Start of EXTRACTED INFORMATION
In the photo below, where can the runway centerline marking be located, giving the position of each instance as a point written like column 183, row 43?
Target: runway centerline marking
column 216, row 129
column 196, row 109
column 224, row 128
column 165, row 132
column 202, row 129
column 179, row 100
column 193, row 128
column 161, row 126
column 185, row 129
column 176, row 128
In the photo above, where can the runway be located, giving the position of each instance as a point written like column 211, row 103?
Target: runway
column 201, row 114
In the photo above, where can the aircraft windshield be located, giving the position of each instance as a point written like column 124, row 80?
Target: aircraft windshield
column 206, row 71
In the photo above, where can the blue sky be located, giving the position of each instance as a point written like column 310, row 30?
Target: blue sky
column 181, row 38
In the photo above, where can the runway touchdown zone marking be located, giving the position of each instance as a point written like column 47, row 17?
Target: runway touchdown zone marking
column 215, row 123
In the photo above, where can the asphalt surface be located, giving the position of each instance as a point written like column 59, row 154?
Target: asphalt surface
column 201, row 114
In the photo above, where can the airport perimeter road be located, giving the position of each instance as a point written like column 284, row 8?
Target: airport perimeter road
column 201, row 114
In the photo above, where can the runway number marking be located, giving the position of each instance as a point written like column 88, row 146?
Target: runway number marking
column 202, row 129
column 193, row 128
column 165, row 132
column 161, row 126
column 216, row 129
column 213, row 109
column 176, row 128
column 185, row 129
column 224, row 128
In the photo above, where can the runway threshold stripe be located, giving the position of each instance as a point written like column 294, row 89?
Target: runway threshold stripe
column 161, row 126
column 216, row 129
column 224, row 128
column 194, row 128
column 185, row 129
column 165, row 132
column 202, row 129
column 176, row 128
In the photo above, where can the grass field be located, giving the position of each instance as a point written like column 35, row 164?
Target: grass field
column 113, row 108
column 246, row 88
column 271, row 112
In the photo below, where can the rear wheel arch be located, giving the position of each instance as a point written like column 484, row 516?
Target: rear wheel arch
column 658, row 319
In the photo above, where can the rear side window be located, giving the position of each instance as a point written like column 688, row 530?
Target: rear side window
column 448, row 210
End of EXTRACTED INFORMATION
WHAT THE TASK REQUIRES: Copy the records above exactly.

ANSWER TO THIS PROBLEM:
In the photo below, where can the runway centerline marking be located, giving the position of each instance as a point written like column 183, row 43?
Target: runway centerline marking
column 216, row 129
column 196, row 109
column 224, row 128
column 165, row 132
column 202, row 129
column 179, row 100
column 193, row 128
column 161, row 126
column 185, row 129
column 176, row 128
In the photo above, where can the runway be located, giving the position of each instance as a point written like column 211, row 103?
Target: runway
column 201, row 114
In the photo above, where can the aircraft windshield be located, giving the position of each instance as a point written like column 124, row 80?
Target: aircraft windshield
column 206, row 71
In the photo above, where can the blue sky be located, giving the position of each instance as a point written like column 310, row 30?
Target: blue sky
column 181, row 38
In the photo above, where can the runway touchdown zone marking be located, giving the position of each instance as a point written like column 47, row 17?
Target: runway touchdown zone marking
column 215, row 123
In the photo above, where can the asphalt surface be located, giving the position of each instance as a point written like column 59, row 154?
Target: asphalt surface
column 201, row 114
In the photo above, where can the airport perimeter road be located, giving the position of each instance as a point written like column 284, row 8?
Target: airport perimeter road
column 201, row 114
In the photo above, where can the runway number marking be located, giving the position of each instance as a point written like column 88, row 146?
Target: runway number marking
column 202, row 129
column 193, row 128
column 165, row 132
column 161, row 126
column 216, row 129
column 213, row 109
column 176, row 128
column 185, row 129
column 224, row 128
In the photo above, where can the runway threshold stripe be located, giving the position of each instance as a point written like column 294, row 89?
Target: runway threshold stripe
column 161, row 126
column 216, row 129
column 224, row 128
column 194, row 128
column 185, row 129
column 165, row 132
column 202, row 129
column 176, row 128
In the photo above, where can the grass field be located, giving the position of each instance as a point written like column 35, row 164?
Target: grass field
column 113, row 108
column 246, row 88
column 271, row 112
In the photo below, where can the rear wheel arch be located, giving the position of each instance as a point written like column 484, row 516?
Target: rear wheel arch
column 658, row 319
In the photo above, where can the rear side window be located, giving the position of each instance as a point written like column 688, row 530?
Target: rear side window
column 448, row 210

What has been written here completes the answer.